##### Input for this task

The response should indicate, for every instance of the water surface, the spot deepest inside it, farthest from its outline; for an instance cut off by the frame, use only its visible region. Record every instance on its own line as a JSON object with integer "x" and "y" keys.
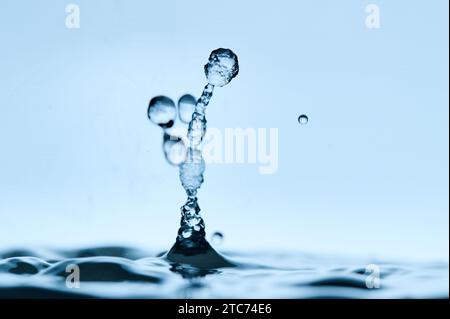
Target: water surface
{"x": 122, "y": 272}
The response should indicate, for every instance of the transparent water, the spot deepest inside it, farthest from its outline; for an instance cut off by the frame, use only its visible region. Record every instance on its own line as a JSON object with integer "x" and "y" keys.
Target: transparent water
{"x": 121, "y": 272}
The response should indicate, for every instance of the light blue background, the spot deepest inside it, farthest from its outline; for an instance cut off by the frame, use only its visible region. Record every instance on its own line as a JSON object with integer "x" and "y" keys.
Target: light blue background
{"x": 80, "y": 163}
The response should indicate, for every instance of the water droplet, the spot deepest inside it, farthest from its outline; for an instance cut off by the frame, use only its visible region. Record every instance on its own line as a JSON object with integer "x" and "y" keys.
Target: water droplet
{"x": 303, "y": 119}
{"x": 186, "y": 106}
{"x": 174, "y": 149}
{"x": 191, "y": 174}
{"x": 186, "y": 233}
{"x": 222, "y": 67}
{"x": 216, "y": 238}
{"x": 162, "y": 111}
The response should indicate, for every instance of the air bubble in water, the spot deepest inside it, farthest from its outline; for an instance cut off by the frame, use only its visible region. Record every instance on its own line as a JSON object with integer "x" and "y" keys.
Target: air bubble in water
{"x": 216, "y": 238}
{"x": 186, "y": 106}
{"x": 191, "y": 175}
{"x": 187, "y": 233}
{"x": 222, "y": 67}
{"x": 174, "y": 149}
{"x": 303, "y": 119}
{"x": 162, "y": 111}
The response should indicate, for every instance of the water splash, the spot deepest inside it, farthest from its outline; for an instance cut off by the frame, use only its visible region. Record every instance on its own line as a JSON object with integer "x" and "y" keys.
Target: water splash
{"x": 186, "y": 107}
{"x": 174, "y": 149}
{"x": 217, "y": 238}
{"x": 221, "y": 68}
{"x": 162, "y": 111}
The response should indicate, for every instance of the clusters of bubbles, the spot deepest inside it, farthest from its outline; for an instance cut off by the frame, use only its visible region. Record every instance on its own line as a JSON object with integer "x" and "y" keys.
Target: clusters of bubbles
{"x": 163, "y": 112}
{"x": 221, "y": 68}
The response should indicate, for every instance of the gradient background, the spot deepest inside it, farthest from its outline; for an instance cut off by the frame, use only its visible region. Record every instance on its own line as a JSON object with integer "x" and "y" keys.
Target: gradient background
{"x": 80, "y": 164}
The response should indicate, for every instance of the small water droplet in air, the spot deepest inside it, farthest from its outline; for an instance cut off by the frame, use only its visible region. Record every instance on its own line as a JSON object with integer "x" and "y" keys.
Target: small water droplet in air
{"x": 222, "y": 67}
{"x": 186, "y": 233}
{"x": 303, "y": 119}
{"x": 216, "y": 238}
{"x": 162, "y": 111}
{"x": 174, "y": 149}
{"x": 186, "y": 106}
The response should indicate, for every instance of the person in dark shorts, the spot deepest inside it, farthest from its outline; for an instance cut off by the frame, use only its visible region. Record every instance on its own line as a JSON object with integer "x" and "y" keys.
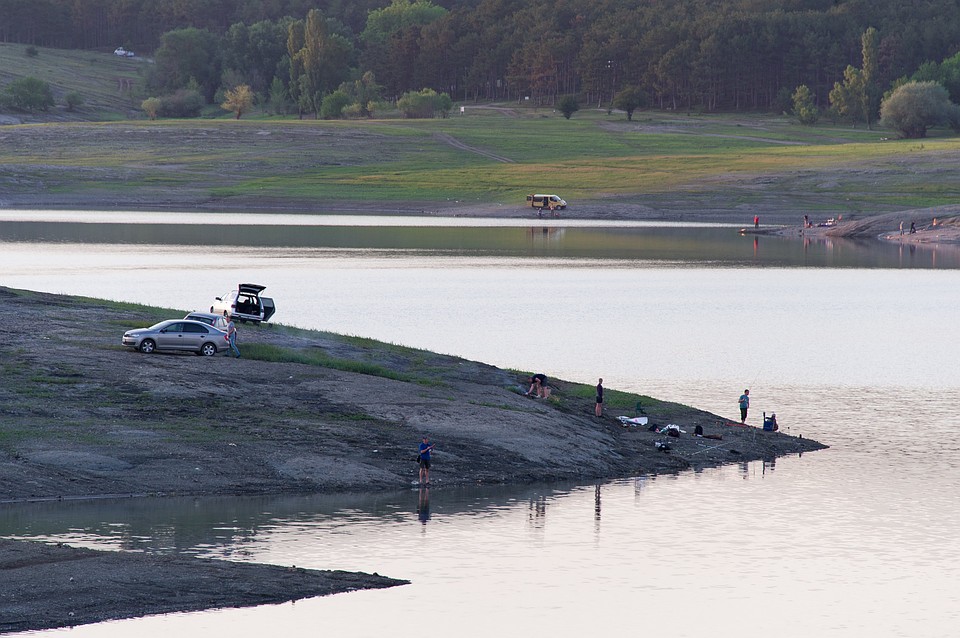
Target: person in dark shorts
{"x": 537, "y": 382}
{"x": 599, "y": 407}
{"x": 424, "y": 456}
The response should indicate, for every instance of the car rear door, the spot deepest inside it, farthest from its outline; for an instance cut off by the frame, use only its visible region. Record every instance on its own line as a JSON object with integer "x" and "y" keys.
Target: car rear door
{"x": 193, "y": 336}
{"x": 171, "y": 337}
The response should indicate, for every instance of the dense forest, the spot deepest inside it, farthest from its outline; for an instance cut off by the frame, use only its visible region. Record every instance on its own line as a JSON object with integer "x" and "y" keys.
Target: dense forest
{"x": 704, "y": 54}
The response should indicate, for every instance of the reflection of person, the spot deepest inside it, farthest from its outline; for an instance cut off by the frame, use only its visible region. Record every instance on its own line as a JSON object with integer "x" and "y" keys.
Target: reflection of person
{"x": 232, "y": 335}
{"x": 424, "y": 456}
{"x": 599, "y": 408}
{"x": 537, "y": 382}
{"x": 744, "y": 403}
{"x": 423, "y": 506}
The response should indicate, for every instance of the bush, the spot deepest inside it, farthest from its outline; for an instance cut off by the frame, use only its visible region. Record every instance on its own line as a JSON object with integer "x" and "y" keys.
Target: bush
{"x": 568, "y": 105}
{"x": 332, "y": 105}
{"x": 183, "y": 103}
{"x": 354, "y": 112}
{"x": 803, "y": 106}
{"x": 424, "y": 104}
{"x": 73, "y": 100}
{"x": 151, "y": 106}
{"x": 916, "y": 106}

##########

[Request] Take the line holding "of the reflection" and all lines after it through the end of the data, and set them down exactly.

[Exercise result]
The response should indicate, for every instance of the reflection of person, the spot deepest inside it, farthest from its outline; for an instance cut off by the frame, use only its visible region. Record every instance on its own line as a JSON object with integer "x" and "y" keys.
Target: reflection of person
{"x": 232, "y": 335}
{"x": 424, "y": 456}
{"x": 599, "y": 408}
{"x": 537, "y": 382}
{"x": 744, "y": 403}
{"x": 423, "y": 506}
The response should indicate, for every instance of the bush, the spot deepest inside it, farthest from its outline; for an instance cut off by the frame, use only its visible region. Record every instance on its own line as a JSON object with integer "x" and "y" keys.
Target: bush
{"x": 568, "y": 105}
{"x": 332, "y": 105}
{"x": 183, "y": 103}
{"x": 354, "y": 112}
{"x": 803, "y": 106}
{"x": 424, "y": 104}
{"x": 73, "y": 100}
{"x": 151, "y": 106}
{"x": 916, "y": 106}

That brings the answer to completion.